§ **Records drawn from a dataset**:
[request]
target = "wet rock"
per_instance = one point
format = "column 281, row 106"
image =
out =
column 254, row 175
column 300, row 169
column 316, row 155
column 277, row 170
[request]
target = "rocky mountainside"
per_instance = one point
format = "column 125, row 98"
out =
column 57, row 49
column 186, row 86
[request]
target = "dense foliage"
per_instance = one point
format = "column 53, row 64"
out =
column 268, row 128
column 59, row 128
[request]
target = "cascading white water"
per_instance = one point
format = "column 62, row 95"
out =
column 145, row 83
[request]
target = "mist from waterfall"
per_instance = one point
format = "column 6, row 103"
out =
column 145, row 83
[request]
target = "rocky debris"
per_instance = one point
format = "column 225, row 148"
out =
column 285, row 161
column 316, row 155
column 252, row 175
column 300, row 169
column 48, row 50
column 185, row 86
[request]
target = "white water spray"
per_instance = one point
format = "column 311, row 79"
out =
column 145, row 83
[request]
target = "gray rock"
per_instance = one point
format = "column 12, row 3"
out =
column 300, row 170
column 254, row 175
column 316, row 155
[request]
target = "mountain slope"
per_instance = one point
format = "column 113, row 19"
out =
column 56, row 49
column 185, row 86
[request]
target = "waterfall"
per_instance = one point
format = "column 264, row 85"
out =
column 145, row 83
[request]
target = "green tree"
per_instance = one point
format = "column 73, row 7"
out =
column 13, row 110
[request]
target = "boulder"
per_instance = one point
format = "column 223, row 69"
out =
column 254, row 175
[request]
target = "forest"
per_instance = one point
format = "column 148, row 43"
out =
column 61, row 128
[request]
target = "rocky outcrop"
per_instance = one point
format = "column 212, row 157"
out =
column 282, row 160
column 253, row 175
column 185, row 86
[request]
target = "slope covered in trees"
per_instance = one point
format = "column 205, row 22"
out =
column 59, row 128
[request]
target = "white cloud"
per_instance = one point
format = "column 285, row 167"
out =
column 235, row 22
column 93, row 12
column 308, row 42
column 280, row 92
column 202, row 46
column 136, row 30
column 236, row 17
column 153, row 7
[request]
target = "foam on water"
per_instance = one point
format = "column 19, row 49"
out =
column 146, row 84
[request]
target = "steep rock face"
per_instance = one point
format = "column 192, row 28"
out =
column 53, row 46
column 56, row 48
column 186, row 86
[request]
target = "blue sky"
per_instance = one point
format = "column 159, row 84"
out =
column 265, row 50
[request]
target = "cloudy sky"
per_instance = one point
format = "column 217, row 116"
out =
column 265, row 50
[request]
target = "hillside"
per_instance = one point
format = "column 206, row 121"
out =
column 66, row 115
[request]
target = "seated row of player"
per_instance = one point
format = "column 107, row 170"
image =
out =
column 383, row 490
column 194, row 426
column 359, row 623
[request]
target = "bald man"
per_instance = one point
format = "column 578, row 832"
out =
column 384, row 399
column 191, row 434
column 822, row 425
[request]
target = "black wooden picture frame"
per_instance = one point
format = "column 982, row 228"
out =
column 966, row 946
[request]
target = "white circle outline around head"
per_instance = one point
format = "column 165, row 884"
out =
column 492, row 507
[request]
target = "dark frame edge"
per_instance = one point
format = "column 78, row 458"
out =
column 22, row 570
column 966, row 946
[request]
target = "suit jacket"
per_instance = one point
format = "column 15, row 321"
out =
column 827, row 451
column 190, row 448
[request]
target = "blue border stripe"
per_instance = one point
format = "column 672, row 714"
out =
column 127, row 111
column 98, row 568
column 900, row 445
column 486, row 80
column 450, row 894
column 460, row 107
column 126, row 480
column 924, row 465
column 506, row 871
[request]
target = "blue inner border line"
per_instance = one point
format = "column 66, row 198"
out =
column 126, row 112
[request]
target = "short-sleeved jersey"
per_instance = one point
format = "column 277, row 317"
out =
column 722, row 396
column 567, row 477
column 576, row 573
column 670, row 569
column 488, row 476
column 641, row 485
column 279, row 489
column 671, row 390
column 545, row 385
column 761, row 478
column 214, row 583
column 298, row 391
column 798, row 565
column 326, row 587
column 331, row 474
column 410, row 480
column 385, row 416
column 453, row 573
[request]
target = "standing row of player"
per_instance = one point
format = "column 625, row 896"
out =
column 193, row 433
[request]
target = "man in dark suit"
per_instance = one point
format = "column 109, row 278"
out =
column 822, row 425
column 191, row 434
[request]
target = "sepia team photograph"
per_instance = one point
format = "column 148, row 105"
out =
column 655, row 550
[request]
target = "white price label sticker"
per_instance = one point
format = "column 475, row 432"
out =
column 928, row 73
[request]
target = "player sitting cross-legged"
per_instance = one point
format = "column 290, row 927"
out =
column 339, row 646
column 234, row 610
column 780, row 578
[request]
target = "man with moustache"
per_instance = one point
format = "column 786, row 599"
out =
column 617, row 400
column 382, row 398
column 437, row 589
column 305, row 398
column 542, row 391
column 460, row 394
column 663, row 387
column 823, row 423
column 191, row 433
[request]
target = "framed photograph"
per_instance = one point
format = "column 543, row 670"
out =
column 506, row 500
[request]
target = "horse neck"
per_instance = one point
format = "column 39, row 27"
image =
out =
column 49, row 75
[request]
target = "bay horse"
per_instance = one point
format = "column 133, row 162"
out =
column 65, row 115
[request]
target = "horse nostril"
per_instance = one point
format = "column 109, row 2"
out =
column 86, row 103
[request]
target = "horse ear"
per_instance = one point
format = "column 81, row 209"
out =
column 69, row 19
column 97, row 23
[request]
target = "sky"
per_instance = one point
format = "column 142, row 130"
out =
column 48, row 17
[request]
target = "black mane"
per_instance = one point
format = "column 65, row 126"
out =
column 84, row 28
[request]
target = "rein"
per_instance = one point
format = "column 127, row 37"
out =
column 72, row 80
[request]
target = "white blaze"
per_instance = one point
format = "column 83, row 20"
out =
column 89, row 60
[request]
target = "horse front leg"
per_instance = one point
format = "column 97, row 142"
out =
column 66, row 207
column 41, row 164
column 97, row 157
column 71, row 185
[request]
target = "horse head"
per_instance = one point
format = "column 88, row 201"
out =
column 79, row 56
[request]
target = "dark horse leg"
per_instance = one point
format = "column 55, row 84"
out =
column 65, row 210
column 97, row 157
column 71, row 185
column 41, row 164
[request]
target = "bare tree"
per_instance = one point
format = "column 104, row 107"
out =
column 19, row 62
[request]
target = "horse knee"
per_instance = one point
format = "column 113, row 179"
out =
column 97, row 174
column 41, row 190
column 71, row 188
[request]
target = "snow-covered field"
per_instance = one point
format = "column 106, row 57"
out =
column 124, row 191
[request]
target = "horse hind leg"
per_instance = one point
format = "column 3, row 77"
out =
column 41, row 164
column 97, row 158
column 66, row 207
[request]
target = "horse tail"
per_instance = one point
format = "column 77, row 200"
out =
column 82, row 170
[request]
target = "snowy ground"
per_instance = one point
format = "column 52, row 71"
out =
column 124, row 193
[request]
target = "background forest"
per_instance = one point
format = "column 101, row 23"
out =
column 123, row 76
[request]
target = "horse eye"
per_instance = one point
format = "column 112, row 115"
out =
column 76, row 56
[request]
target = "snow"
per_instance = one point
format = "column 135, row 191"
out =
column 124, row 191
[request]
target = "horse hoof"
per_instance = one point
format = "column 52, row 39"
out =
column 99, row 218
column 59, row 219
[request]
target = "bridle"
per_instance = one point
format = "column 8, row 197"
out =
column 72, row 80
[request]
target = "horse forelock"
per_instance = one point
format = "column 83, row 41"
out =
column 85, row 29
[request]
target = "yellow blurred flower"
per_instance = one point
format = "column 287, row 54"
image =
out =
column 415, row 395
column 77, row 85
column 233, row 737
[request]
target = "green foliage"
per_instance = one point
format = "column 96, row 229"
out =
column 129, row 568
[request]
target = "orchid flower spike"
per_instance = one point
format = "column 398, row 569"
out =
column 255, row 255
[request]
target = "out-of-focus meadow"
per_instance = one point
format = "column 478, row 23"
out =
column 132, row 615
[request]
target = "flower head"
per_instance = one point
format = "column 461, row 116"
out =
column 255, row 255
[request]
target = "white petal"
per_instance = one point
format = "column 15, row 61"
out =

§ **Problem to solve**:
Identify how many lines in the entries above include the string "foliage", then state that number alone.

§ **Answer for this exercise**:
2